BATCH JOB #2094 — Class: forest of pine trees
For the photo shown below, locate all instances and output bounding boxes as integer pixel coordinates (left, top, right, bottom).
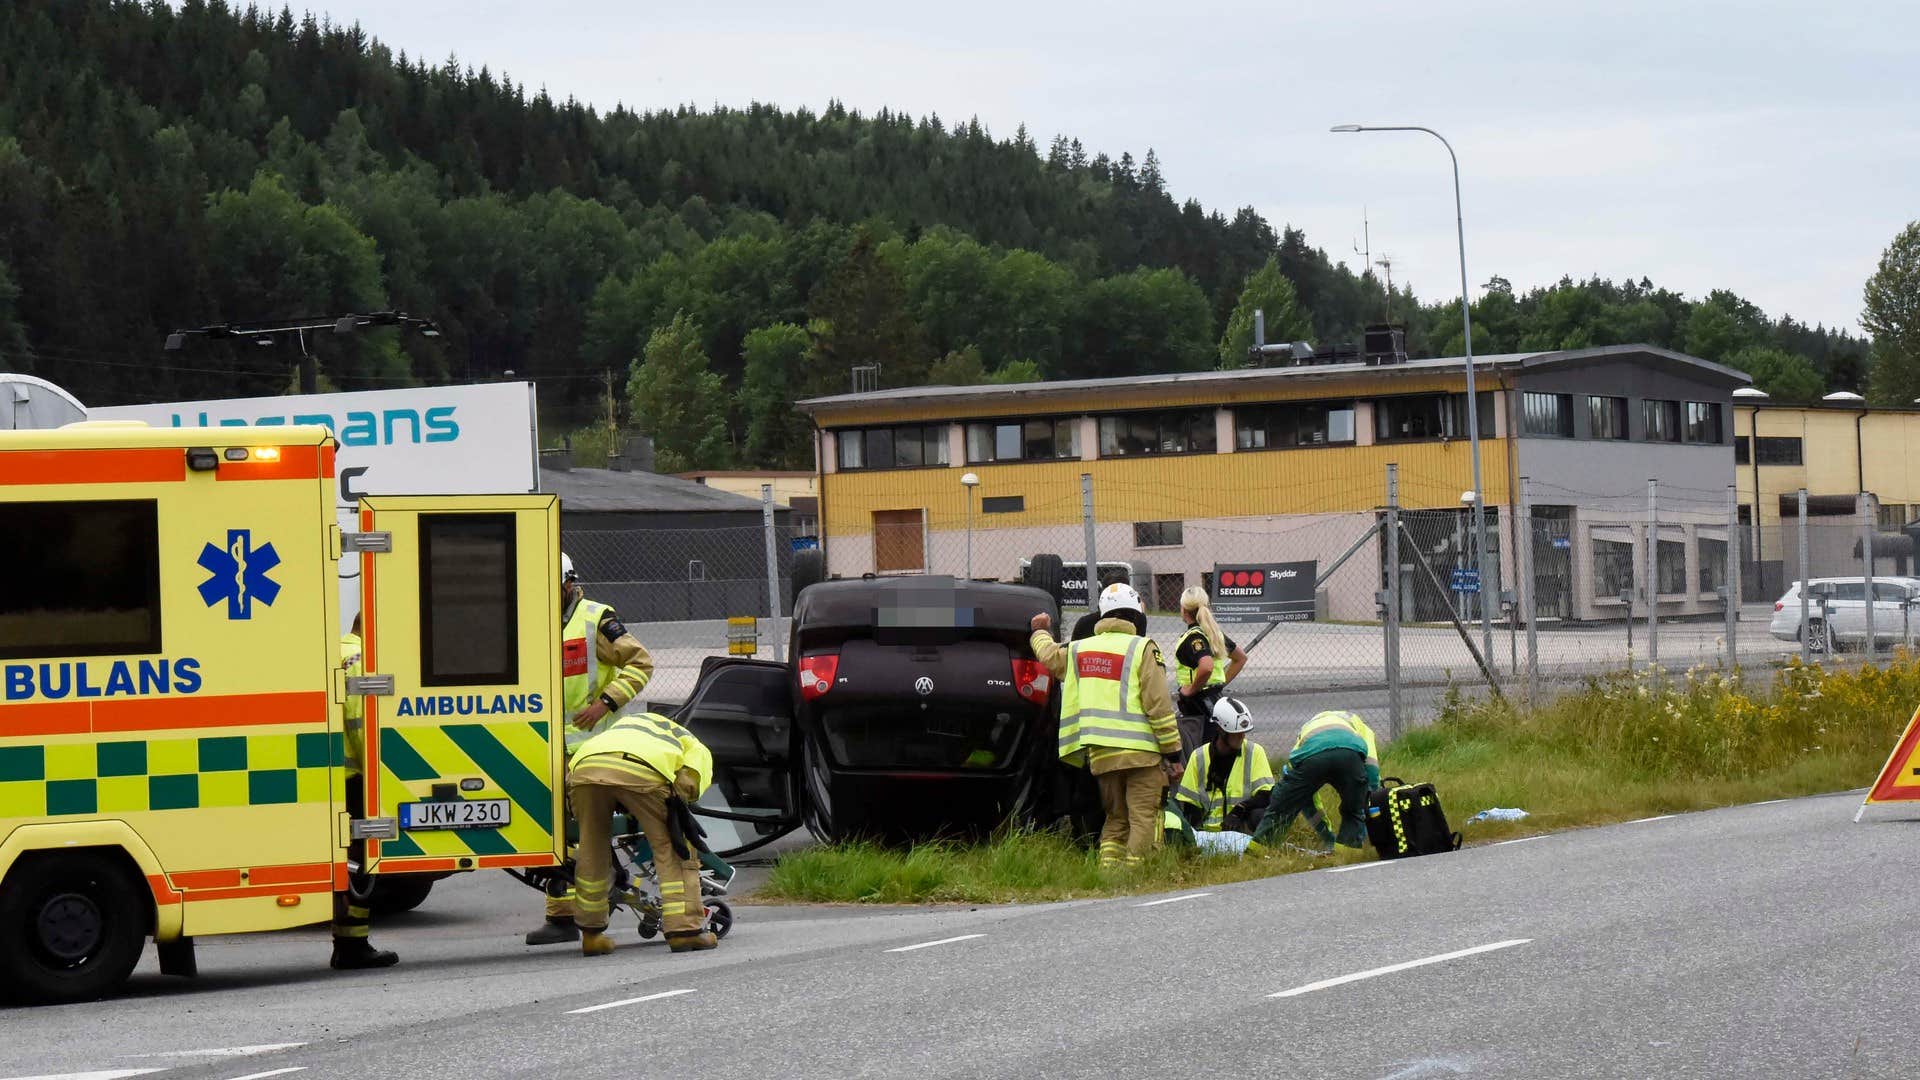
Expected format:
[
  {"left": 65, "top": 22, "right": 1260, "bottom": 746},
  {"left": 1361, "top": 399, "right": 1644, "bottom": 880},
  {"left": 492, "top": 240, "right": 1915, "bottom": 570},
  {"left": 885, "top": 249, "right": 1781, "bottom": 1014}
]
[{"left": 0, "top": 0, "right": 1873, "bottom": 469}]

==*==

Problem statement: Take the listing above and print it exactly, apart from the pictures.

Result of the exercise:
BATCH JOB #2094 — Class: forest of pine trees
For the photo shown below, locate all instances and output bounding boxes as integer pixel coordinates (left, top, right, bottom).
Expected format:
[
  {"left": 65, "top": 22, "right": 1260, "bottom": 746},
  {"left": 1361, "top": 399, "right": 1644, "bottom": 880},
  {"left": 492, "top": 240, "right": 1915, "bottom": 570},
  {"left": 885, "top": 249, "right": 1781, "bottom": 1014}
]
[{"left": 0, "top": 0, "right": 1873, "bottom": 469}]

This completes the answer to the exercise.